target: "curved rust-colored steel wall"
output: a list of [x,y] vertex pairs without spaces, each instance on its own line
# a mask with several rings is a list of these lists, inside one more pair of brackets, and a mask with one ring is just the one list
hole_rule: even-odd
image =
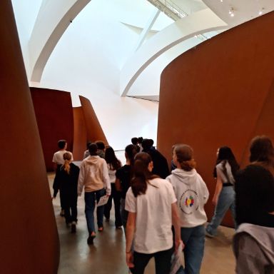
[[73,108],[73,158],[81,161],[86,150],[86,127],[81,106]]
[[105,133],[103,133],[100,123],[97,118],[96,113],[88,99],[85,97],[79,96],[81,104],[82,106],[83,117],[86,121],[87,131],[87,141],[95,141],[101,140],[108,143]]
[[73,112],[71,93],[47,88],[31,88],[35,113],[47,171],[52,171],[52,157],[57,142],[66,139],[73,151]]
[[[227,31],[178,56],[161,75],[158,148],[169,160],[173,144],[193,148],[210,193],[209,219],[217,148],[231,147],[243,166],[254,136],[274,137],[273,21],[272,12]],[[230,216],[223,224],[233,226]]]
[[9,0],[1,3],[0,36],[0,272],[56,273],[59,237],[11,1]]

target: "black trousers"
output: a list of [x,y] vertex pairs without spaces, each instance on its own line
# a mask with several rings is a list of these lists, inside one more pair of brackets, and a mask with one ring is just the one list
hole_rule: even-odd
[[115,210],[115,225],[117,227],[122,225],[120,215],[120,192],[117,191],[115,188],[115,183],[111,183],[111,195],[109,196],[108,203],[105,205],[103,215],[107,219],[109,219],[111,215],[111,210],[112,208],[112,199],[114,201],[114,210]]
[[152,254],[139,253],[134,251],[134,268],[131,268],[131,271],[133,274],[143,274],[146,266],[151,258],[154,257],[156,274],[168,274],[171,266],[172,253],[173,248]]

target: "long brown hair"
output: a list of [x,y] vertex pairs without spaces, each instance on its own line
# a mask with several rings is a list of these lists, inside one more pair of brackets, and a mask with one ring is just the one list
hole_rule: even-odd
[[106,163],[109,164],[110,168],[112,171],[117,171],[122,165],[121,161],[117,159],[113,148],[111,146],[107,146],[105,151],[105,160]]
[[[140,152],[136,154],[133,165],[133,178],[131,180],[131,189],[135,197],[145,194],[148,188],[148,180],[158,178],[148,171],[148,164],[151,162],[149,154]],[[151,186],[155,186],[151,184]]]
[[69,152],[66,152],[63,155],[63,158],[65,161],[65,163],[62,166],[61,168],[69,174],[69,171],[71,170],[70,161],[71,160],[71,154]]

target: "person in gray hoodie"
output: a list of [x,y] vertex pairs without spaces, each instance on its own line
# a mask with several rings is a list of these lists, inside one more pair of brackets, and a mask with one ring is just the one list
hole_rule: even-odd
[[[105,159],[97,155],[97,145],[91,143],[88,147],[90,156],[83,160],[80,166],[78,179],[78,196],[81,196],[83,188],[85,189],[85,213],[88,230],[88,244],[92,244],[96,237],[93,211],[95,202],[106,194],[111,193],[111,182],[108,166]],[[98,230],[102,232],[103,206],[97,206]]]
[[166,179],[177,198],[181,222],[181,236],[185,244],[185,267],[177,273],[198,274],[203,257],[205,223],[204,210],[209,193],[195,167],[193,149],[188,145],[178,144],[173,149],[173,161],[177,168]]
___
-- What is required --
Copy every one of the lines above verbatim, omitting any pictures from your copy.

-- Reply --
target: "curved rust-colored steel wall"
output: a list of [x,y] vertex pairs without spaces, each instance on its own line
# a mask with several rings is a list of these lists, inside one more pair of brackets, and a mask with one ring is just the one list
hole_rule: even-odd
image =
[[73,108],[73,158],[81,161],[86,150],[86,127],[81,106]]
[[105,133],[103,133],[100,123],[97,118],[96,113],[88,99],[85,97],[79,96],[81,104],[82,106],[83,117],[86,121],[87,131],[87,141],[95,141],[101,140],[108,143]]
[[73,112],[71,93],[47,88],[31,88],[35,113],[47,171],[52,171],[52,157],[57,142],[66,139],[73,151]]
[[[227,31],[178,56],[161,75],[158,148],[169,160],[173,144],[193,148],[210,193],[209,219],[217,148],[231,147],[243,166],[254,136],[274,137],[273,21],[272,12]],[[230,216],[223,224],[233,226]]]
[[9,0],[1,3],[0,36],[0,272],[56,273],[59,237],[11,1]]

target: "black trousers"
output: a list of [x,y] vertex pairs without spaces, each instance on its own line
# a mask with several rings is a list of these lists, inside one more pair of brackets, and a mask with one ring is just the one list
hole_rule: even-odd
[[115,210],[115,225],[117,227],[122,225],[120,215],[120,192],[117,191],[115,188],[115,183],[111,183],[111,195],[109,196],[108,203],[105,205],[103,215],[107,219],[109,219],[111,215],[111,210],[112,208],[112,199],[114,201],[114,210]]
[[152,254],[139,253],[134,251],[134,268],[131,268],[131,271],[133,274],[143,274],[146,266],[151,258],[154,257],[156,274],[168,274],[171,266],[172,253],[173,248]]

target: "long brown hair"
output: a list of [x,y] vertex pairs without spaces, each instance on its own line
# a mask with several rings is a list of these lists, inside one more pair of brackets, and a mask with one ring is just the one list
hole_rule: even-odd
[[106,163],[109,164],[110,168],[112,171],[117,171],[122,165],[121,161],[117,159],[113,148],[111,146],[107,146],[105,151],[105,160]]
[[[140,152],[136,154],[133,165],[133,178],[131,180],[131,189],[135,197],[145,194],[148,188],[148,180],[158,178],[148,171],[148,164],[151,162],[149,154]],[[151,186],[155,186],[151,184]]]
[[69,152],[66,152],[63,155],[63,158],[65,161],[65,163],[62,166],[61,168],[69,174],[69,171],[71,170],[70,161],[71,160],[71,154]]

target: "person in gray hoodie"
output: a list of [x,y] vertex pairs without spaces, each instance on its own line
# a mask with several rings is a list of these lists, inside one more pair of brackets, and a mask with one ring is just the one list
hole_rule: even-odd
[[[105,159],[97,155],[97,145],[91,143],[88,147],[90,156],[83,160],[80,166],[78,179],[78,196],[81,196],[83,188],[85,189],[85,213],[88,230],[88,244],[92,244],[96,237],[93,211],[95,202],[106,194],[111,193],[111,182],[108,166]],[[98,230],[102,232],[103,206],[97,206]]]
[[166,179],[177,198],[181,222],[181,236],[185,244],[185,267],[177,273],[198,274],[203,257],[205,223],[204,210],[209,193],[195,167],[193,149],[188,145],[178,144],[173,149],[173,161],[177,168]]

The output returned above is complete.